Brano citato:
«...
scavando il caldo regno notturno del tuo cuore,
ne estraesti i semi ancora verdi dai quali
doveva germogliare la tua morte, la tua
propria morte nutrita dalla tua propria vita»
(R.M.Rilke, Per un amica)
Ostia, lungomare, un cadavere
nel fango e l'alba a scoprirlo lentamente, affiora la solitudine
notturna di un corpo orfano di Pier Paolo Pasolini, il celebre
P.P.P., poeta, scrittore, regista e polemista. La notte
di Novembre vede svanire la parabola intellettuale ed umana
di un uomo solo. La solitudine è per Pasolini non
semplicemente un dato politico, legato alla militanza civile
che gli valse antipatie a vari livelli, né solo il
frutto dell'esibita diversità sessuale, ma un carattere
profondo, "ontologico": Dicevi di voler ritornare
al tuo paese./Ma quello non era il tuo paese./Così
l'inganno Di oggi ti rivelava quello di allora,o infelice/
nulla ti fu mai vero./Non sei mai stato. /I tuoi versi stanno.Tu
mostruoso gridi. /così le membra dello squartato
sul palco.[1]
L'amico-nemico Fortini ad un mese dalla scomparsa del poeta
coglie perfettamente, in questi versi, il quid in grado
di rendere tragicamente compiuta la parabola pasoliniana.
Pasolini non ebbe mai diritto di cittadinanza alcuno, non
appartenne mai, mai trovò la riposante quiete dell'essere,
la stabile identità che deriva dal riconoscersi parte
di un'epoca, di una civiltà, di una classe sociale.
Casarsa, il friulano << lingua della memoria e dell'assenza;
ogni sua parola non definisce un oggetto, ma delimita una
perdita, non nomina una persona ma ne ricorda l'addio>>
[2], lo sconfinato dolore per l'impossibile ritorno nell'alveo
materno, raggiungibile solo con la tensione poetica volta
a mimare un'appartenenza mai realmente vissuta.

Righe di dati:
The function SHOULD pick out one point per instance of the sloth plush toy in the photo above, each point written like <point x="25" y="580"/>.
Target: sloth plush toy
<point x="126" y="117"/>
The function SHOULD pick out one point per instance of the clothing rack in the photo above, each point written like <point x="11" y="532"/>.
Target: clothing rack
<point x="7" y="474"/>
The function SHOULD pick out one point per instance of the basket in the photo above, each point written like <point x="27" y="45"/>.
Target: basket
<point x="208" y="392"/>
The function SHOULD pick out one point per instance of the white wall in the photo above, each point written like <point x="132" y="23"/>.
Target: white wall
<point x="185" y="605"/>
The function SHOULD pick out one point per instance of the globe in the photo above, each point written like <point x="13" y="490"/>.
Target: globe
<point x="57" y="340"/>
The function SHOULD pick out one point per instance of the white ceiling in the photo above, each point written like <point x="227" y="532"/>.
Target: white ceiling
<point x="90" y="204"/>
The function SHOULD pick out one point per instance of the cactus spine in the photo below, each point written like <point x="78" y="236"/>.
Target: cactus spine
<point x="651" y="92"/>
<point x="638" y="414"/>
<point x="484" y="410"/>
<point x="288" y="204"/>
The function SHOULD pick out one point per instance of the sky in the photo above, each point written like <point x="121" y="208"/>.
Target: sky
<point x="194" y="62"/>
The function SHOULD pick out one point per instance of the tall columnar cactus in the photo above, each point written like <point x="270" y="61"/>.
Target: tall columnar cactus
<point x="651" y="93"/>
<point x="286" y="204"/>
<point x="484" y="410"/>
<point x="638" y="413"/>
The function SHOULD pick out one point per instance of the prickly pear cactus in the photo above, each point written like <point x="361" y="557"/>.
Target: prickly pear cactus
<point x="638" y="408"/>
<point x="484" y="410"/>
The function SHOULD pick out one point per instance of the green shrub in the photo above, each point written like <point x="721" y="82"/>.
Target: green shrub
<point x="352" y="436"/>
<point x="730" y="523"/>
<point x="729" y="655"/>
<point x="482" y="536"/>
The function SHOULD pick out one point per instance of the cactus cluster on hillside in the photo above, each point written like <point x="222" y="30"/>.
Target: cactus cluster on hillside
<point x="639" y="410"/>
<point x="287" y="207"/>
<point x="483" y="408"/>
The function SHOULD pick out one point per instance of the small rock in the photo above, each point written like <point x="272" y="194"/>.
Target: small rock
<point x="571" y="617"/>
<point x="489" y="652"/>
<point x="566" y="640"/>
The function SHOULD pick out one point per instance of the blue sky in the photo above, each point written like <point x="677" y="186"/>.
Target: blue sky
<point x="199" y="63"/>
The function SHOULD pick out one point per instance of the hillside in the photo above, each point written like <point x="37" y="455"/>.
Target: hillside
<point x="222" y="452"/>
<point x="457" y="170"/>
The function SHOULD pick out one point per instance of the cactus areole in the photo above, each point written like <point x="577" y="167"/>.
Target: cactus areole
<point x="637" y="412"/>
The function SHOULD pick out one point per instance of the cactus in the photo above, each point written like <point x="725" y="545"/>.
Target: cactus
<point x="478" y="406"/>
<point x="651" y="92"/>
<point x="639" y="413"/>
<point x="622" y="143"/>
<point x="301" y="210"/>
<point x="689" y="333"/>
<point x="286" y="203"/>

Compito scritto A: Secondo il brano, in quale luogo viene ritrovato il corpo di Pasolini?
Compito scritto B: Riporta dal brano il passo che comincia con "scavando il caldo" e prosegue fino a "Per un amica)".
Le righe provengono da una fonte diversa dal brano.

Risultato del compito A: A Ostia, sul lungomare, nel fango.

Risultato del compito B:
scavando il caldo regno notturno del tuo cuore,
ne estraesti i semi ancora verdi dai quali
doveva germogliare la tua morte, la tua
propria morte nutrita dalla tua propria vita»
(R.M.Rilke, Per un amica)